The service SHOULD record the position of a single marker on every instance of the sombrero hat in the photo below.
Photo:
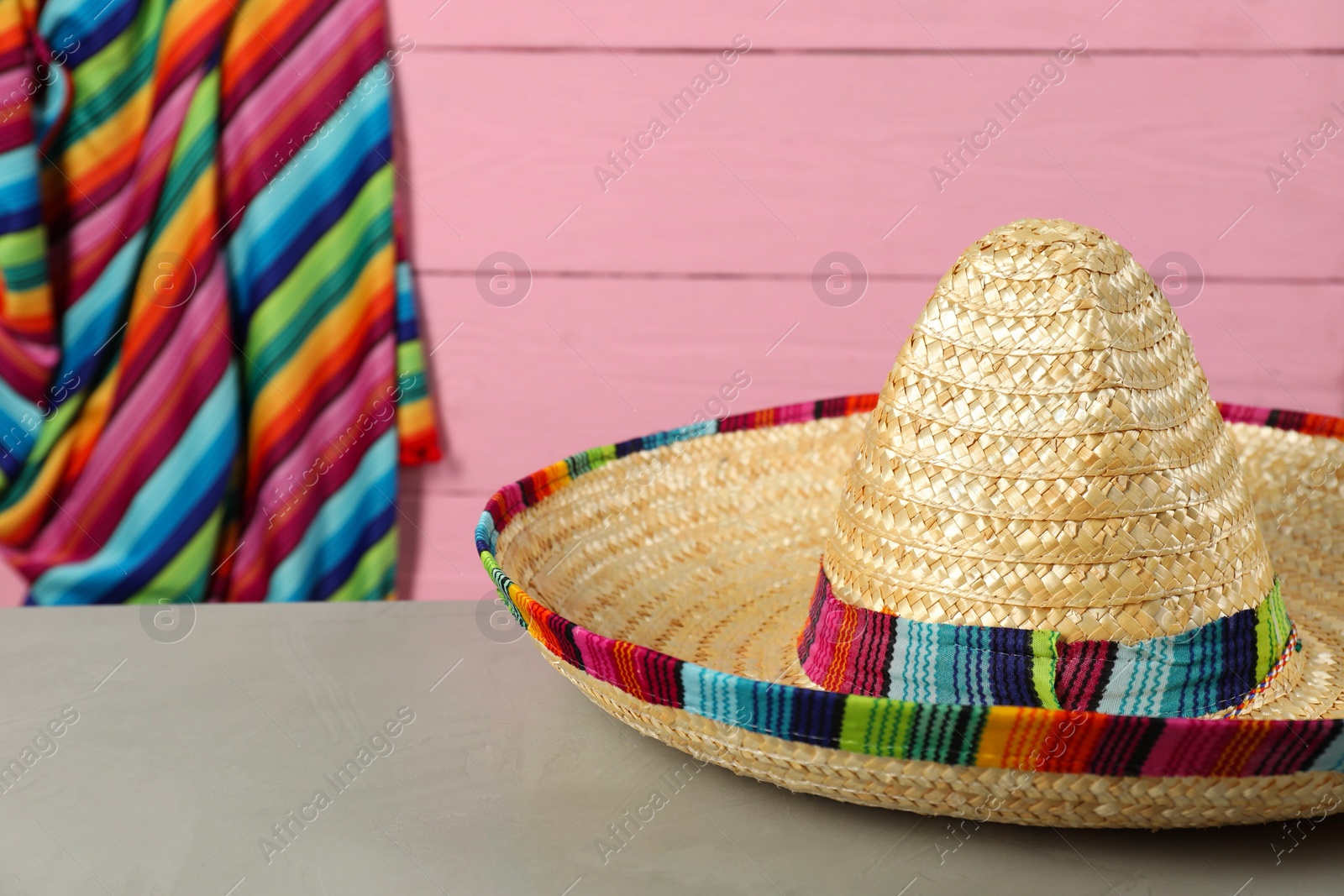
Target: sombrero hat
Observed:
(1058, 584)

::::

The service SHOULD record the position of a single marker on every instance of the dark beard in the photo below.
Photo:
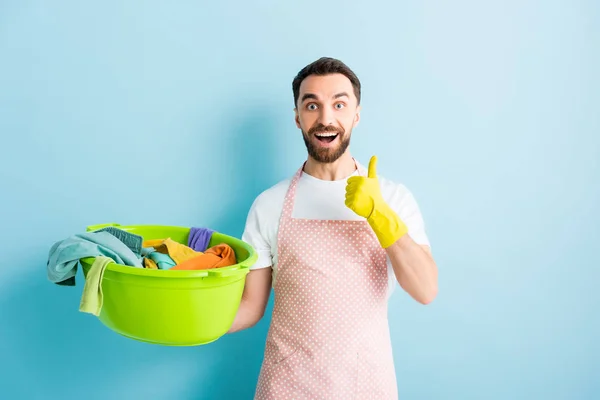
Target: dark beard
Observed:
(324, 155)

::::

→ **What to work on**
Name the number of lines in the listing that contain the word "record", and only that number.

→ **Response below**
2